**The problem**. Scan the records for lines with the string "balcony". Say how many there are, and add nothing.

**Available data**.
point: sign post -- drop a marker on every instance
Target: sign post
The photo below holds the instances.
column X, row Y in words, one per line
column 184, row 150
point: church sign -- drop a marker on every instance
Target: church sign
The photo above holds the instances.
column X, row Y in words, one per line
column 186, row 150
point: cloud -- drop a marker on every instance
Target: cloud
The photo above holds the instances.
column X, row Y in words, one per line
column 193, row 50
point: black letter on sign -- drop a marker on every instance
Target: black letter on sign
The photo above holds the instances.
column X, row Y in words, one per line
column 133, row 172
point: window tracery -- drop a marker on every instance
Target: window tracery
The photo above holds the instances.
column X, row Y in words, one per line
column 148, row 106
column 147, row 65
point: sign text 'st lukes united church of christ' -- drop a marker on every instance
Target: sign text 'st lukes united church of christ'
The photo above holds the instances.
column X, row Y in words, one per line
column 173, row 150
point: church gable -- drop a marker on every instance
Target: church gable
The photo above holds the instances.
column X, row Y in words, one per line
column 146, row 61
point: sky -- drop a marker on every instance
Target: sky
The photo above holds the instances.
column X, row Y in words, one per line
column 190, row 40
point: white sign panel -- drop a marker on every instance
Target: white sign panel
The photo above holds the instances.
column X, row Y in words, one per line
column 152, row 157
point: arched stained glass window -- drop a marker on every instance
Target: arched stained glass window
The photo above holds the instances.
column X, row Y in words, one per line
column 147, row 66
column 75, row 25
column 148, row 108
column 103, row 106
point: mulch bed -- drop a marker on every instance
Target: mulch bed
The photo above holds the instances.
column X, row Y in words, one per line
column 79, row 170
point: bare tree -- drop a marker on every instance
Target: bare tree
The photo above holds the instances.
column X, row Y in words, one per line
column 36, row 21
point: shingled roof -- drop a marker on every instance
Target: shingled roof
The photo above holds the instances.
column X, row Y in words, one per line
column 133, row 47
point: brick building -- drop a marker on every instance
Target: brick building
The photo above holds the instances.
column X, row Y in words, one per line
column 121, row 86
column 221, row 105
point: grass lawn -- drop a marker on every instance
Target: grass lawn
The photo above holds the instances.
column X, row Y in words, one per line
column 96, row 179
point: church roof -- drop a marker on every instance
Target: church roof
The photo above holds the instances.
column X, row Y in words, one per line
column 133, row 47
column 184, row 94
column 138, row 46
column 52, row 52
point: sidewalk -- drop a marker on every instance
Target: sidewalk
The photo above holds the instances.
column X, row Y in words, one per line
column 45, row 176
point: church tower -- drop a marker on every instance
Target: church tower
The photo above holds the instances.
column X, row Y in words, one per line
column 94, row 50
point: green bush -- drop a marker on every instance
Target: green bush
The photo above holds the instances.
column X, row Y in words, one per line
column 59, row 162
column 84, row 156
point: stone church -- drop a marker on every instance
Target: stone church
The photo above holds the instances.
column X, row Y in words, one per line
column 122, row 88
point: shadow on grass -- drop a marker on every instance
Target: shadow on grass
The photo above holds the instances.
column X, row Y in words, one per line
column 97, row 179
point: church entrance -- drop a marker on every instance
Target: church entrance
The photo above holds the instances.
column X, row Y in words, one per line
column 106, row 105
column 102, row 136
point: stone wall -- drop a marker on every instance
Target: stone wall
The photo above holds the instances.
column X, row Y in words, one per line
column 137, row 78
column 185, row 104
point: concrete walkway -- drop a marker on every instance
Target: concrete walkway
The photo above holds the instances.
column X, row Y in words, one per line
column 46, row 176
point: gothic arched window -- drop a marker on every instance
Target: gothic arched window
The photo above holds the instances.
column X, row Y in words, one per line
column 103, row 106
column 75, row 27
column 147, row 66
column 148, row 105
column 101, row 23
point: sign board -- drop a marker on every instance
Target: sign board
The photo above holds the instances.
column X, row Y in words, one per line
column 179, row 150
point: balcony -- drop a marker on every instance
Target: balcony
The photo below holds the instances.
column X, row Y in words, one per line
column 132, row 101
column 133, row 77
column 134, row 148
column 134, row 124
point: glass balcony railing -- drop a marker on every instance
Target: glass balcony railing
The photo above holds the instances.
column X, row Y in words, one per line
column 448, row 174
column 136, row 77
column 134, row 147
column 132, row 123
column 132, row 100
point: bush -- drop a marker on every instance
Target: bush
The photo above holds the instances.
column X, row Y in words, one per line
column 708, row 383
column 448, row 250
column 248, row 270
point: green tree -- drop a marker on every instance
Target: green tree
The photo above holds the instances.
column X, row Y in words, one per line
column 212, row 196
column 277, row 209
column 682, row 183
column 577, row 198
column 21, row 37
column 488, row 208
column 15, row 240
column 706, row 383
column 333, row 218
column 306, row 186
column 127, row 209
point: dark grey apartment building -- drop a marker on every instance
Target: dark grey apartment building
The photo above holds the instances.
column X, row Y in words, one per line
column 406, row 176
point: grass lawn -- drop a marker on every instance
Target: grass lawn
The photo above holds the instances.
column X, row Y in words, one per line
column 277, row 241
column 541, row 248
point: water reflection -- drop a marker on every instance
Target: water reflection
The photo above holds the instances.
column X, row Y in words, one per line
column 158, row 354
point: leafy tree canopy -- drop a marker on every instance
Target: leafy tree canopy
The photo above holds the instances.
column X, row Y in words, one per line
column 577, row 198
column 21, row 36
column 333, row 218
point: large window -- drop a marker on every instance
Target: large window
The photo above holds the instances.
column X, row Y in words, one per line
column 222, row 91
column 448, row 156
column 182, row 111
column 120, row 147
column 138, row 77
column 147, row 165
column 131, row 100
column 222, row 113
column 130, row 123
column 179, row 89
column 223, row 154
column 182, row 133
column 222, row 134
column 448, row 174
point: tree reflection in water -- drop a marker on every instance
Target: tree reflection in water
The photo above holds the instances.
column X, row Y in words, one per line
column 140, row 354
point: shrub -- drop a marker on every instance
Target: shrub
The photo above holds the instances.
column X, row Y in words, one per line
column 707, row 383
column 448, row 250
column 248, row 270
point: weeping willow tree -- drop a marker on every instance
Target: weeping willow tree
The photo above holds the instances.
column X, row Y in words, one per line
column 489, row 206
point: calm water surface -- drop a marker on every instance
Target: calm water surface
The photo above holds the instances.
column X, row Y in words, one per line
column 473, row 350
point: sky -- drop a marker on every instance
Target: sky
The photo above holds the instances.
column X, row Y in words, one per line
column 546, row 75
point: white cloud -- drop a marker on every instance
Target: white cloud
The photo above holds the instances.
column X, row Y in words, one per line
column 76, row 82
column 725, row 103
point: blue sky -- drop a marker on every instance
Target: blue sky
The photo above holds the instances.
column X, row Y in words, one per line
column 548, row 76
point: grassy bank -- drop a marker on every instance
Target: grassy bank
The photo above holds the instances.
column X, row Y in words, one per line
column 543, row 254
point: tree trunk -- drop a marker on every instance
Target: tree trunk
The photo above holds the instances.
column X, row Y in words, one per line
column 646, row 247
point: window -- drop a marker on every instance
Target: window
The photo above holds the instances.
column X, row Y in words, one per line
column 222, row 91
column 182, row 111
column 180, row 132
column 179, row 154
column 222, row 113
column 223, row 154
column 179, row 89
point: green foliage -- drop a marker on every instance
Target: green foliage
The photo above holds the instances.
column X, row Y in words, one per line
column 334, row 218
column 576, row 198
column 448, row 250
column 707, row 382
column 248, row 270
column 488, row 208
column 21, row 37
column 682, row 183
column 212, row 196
* * *
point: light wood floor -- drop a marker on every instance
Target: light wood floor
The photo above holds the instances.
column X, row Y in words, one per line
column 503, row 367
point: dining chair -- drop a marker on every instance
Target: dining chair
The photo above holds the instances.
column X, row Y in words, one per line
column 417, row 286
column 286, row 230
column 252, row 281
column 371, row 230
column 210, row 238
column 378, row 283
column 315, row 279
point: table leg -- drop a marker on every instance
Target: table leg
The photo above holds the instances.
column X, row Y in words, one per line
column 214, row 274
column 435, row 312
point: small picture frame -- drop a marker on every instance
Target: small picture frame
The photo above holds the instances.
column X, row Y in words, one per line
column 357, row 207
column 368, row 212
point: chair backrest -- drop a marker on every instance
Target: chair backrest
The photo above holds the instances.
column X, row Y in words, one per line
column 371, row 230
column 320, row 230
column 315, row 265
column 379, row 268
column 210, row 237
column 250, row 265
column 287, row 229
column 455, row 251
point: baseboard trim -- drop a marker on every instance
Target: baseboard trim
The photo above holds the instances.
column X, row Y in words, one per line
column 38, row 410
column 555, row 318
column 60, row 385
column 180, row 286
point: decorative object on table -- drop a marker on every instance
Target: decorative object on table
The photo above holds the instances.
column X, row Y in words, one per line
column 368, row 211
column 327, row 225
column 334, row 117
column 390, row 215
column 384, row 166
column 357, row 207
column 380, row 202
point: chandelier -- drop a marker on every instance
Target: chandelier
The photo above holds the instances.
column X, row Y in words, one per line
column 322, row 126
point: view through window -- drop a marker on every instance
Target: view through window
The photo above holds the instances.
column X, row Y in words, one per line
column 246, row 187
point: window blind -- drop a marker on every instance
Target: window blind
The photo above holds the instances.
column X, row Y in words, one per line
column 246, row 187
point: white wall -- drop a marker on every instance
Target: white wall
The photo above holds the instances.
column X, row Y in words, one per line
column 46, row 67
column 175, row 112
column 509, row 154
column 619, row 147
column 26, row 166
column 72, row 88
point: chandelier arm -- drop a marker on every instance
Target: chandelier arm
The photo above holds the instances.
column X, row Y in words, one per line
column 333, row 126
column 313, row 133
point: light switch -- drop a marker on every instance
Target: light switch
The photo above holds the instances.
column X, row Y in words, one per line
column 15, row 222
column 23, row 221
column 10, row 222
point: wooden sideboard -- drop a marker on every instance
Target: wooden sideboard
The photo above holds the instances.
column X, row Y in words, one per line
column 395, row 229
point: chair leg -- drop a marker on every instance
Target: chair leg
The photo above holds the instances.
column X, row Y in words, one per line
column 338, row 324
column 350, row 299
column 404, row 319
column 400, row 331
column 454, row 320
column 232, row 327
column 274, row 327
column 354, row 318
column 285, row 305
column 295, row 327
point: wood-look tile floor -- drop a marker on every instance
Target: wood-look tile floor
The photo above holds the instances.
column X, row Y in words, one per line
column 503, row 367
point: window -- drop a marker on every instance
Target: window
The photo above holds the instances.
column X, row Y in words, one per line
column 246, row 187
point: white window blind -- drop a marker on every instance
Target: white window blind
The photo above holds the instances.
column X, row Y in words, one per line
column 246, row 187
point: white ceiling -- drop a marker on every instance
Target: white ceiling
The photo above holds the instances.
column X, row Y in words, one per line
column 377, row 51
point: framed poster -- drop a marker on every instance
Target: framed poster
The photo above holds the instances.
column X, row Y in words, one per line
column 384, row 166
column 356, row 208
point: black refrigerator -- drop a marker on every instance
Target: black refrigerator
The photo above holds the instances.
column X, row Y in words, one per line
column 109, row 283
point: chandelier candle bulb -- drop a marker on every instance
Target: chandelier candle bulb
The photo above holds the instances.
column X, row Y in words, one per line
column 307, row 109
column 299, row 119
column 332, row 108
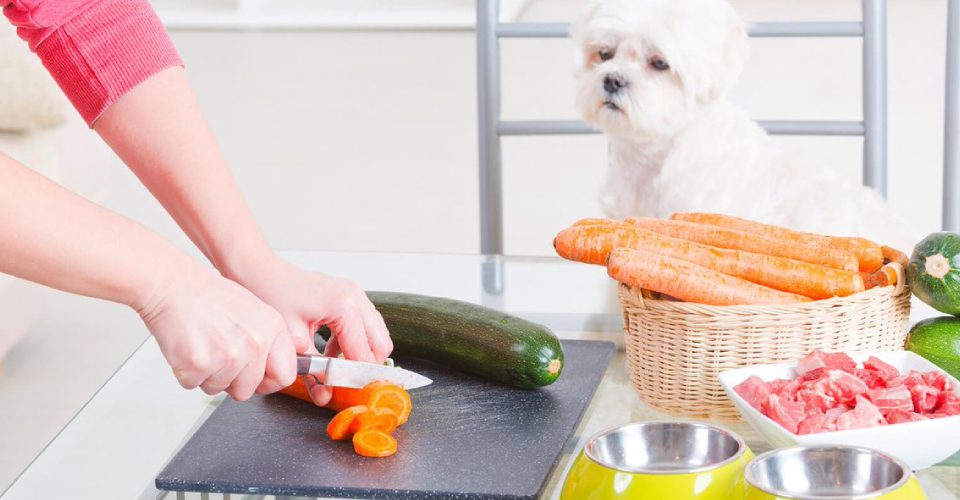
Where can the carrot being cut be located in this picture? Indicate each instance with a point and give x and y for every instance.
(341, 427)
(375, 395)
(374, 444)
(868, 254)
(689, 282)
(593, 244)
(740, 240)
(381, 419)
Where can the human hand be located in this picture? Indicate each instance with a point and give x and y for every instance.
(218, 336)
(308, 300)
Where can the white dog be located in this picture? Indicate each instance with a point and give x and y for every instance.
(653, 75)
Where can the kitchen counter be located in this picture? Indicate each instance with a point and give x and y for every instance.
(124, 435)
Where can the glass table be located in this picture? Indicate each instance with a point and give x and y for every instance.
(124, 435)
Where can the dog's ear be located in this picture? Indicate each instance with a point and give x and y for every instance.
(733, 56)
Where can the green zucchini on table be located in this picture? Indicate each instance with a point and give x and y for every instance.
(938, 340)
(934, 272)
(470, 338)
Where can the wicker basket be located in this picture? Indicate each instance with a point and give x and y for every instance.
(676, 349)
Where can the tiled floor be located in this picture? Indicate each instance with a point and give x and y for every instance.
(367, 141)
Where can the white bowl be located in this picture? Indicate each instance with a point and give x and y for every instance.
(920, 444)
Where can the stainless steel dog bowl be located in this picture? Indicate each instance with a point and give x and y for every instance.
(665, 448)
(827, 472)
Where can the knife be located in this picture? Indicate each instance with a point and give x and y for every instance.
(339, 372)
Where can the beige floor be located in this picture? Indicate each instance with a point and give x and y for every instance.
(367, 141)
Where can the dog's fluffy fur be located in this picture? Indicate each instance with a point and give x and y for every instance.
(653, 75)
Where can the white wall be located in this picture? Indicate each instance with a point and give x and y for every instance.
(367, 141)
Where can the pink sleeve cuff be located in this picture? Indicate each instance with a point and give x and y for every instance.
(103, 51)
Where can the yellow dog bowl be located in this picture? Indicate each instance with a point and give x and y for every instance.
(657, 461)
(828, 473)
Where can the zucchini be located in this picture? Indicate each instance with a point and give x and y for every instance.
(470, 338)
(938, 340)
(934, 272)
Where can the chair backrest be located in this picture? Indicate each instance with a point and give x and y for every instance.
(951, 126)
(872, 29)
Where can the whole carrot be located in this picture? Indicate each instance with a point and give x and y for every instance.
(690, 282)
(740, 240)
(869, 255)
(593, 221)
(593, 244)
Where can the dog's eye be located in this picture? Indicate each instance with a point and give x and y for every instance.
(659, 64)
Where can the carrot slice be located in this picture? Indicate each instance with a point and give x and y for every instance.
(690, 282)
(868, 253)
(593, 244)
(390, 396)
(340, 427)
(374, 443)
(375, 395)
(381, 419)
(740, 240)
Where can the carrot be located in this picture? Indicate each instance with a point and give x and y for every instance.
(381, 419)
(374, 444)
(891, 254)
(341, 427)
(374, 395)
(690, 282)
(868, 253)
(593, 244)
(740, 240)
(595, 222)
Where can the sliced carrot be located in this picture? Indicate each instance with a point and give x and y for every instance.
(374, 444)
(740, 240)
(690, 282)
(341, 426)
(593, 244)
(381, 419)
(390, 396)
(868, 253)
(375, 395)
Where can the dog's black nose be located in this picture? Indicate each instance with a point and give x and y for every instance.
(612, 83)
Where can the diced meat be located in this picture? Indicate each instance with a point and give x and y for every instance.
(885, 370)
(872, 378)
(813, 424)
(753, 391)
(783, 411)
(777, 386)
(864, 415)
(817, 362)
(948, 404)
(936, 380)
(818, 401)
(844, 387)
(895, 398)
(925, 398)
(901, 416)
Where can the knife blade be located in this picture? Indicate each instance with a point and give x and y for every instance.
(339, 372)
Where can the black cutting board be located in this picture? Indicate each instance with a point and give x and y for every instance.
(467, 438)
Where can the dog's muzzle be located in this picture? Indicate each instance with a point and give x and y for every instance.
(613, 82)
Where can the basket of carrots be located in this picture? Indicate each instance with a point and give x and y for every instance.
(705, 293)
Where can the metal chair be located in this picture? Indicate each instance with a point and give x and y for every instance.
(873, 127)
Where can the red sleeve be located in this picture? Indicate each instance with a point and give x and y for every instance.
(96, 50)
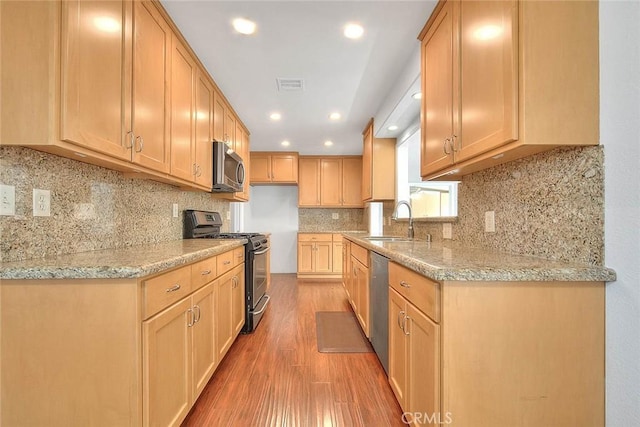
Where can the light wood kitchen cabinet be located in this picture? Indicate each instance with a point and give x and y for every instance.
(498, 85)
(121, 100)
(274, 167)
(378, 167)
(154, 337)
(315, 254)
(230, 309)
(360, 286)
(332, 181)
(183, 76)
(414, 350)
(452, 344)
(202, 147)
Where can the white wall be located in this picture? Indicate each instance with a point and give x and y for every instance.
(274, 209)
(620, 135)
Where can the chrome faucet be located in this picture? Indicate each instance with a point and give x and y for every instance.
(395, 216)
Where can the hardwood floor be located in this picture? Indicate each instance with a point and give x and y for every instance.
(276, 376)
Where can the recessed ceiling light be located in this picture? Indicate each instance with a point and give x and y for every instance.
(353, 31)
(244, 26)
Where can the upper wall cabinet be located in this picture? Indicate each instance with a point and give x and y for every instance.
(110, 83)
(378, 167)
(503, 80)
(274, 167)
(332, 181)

**Task response**. 4